- **WRITTEN TASKS**:
a – Answer these questions from the forum thread, one answer per line, each marked like its question:
(i) About how many framing squares does the first poster own?
(ii) According to Dabbler, what is technology good for?
(iii) According to Acebird, how must the cost of the system compare with the potential theft?
b – Summarize the forum thread in two sentences.
c – Restate the stretch of the forum thread from "The camera system" through "such a system.", switching "camera system" to "monitoring system".

- **PASSAGE GIVEN**:

Technology is all about doing the same thing faster. I don't think you are going to find a framing square where they build manufactured homes or pre engineered homes. It is not a question of can it be done. It is an era where the technology is so old no one uses it anymore because there is a faster, easier way. BTW I wouldn't be without my framing square. I have about 3 of them so I don't have to remember where I put it last.


----------



## Dabbler (Aug 9, 2015)

Interesting idea but I have some reservations:

Technology is good to automate repetitive tasks. IMHO it should not be used to replace my knowledge of what is happening at my hives and the meaning of what is happening. I suspect this will be used by many to replace learning how to keep bees - or - I am just an old man shaking my cane.

Hive theft, while not common, is not unheard of. 
I am supposed to spend money to put a camera and computer at a remote yard and expect it to not "disappear"?


----------



## Acebird (Mar 17, 2011)

Dabbler said:


> Hive theft, while not common, is not unheard of.
> I am supposed to spend money to put a camera and computer at a remote yard and expect it to not "disappear"?


The camera system has to have some form of self protection such that the perpetrator will get caught in the attempt to steal or dismantle the camera. The cost of the system has to be far less then the potential theft. For instance if you had 1000 hives and you could protect them for a dollar a hive would you consider it? 50 cents per hive, 25, 10 ... Cameras are not new, what is new is the relative costs of such a system.


----------



## sqkcrk (Dec 10, 2005)

Dabbler said:


> Hive theft, while not common, is not unheard of.
> I am supposed to spend money to put a camera and computer at a remote yard and expect it to not "disappear"?


I guess if you are someone who would put your equipment at risk by putting the camera in a remote location, rather than in your own back yard, as illustrated in the video, you get what you deserve.

- **DATASET EXTRACT**:
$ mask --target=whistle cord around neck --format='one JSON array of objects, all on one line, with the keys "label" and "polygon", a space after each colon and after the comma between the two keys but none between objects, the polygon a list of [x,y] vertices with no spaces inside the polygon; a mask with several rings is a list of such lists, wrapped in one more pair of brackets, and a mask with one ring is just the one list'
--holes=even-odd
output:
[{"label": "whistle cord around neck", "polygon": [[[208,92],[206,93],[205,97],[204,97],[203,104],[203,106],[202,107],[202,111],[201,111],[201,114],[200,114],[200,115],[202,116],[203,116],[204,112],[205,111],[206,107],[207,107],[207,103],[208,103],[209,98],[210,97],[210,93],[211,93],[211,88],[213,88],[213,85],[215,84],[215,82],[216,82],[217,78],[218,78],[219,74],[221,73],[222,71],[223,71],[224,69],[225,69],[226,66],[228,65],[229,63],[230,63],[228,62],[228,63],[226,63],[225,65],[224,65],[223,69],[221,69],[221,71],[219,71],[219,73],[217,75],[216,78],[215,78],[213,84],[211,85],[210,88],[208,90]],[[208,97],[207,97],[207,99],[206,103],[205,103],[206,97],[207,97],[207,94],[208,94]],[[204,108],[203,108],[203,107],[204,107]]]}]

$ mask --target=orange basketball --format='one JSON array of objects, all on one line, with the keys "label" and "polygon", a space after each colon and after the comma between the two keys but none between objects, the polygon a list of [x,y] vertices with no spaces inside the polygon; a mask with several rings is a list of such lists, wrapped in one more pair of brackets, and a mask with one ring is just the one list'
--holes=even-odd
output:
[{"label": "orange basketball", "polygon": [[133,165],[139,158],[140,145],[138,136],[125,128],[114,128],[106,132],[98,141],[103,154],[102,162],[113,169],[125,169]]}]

- **RESPONSES FOR EACH TASK**:
a –
(i) About 3.
(ii) Automating repetitive tasks.
(iii) It has to be far less than the potential theft.

b – The first poster says technology is about doing the same thing faster and that old methods fall out of use once a faster, easier way exists, yet still keeps several framing squares. Dabbler worries that a camera setup will replace learning how to keep bees and could be stolen from a remote yard, while the replies say the system needs self-protection and a cost far below the potential theft, and that putting the camera in a remote location rather than one's own back yard is the owner's risk.

c –
The monitoring system has to have some form of self protection such that the perpetrator will get caught in the attempt to steal or dismantle the camera. The cost of the system has to be far less then the potential theft. For instance if you had 1000 hives and you could protect them for a dollar a hive would you consider it? 50 cents per hive, 25, 10 ... Cameras are not new, what is new is the relative costs of such a system.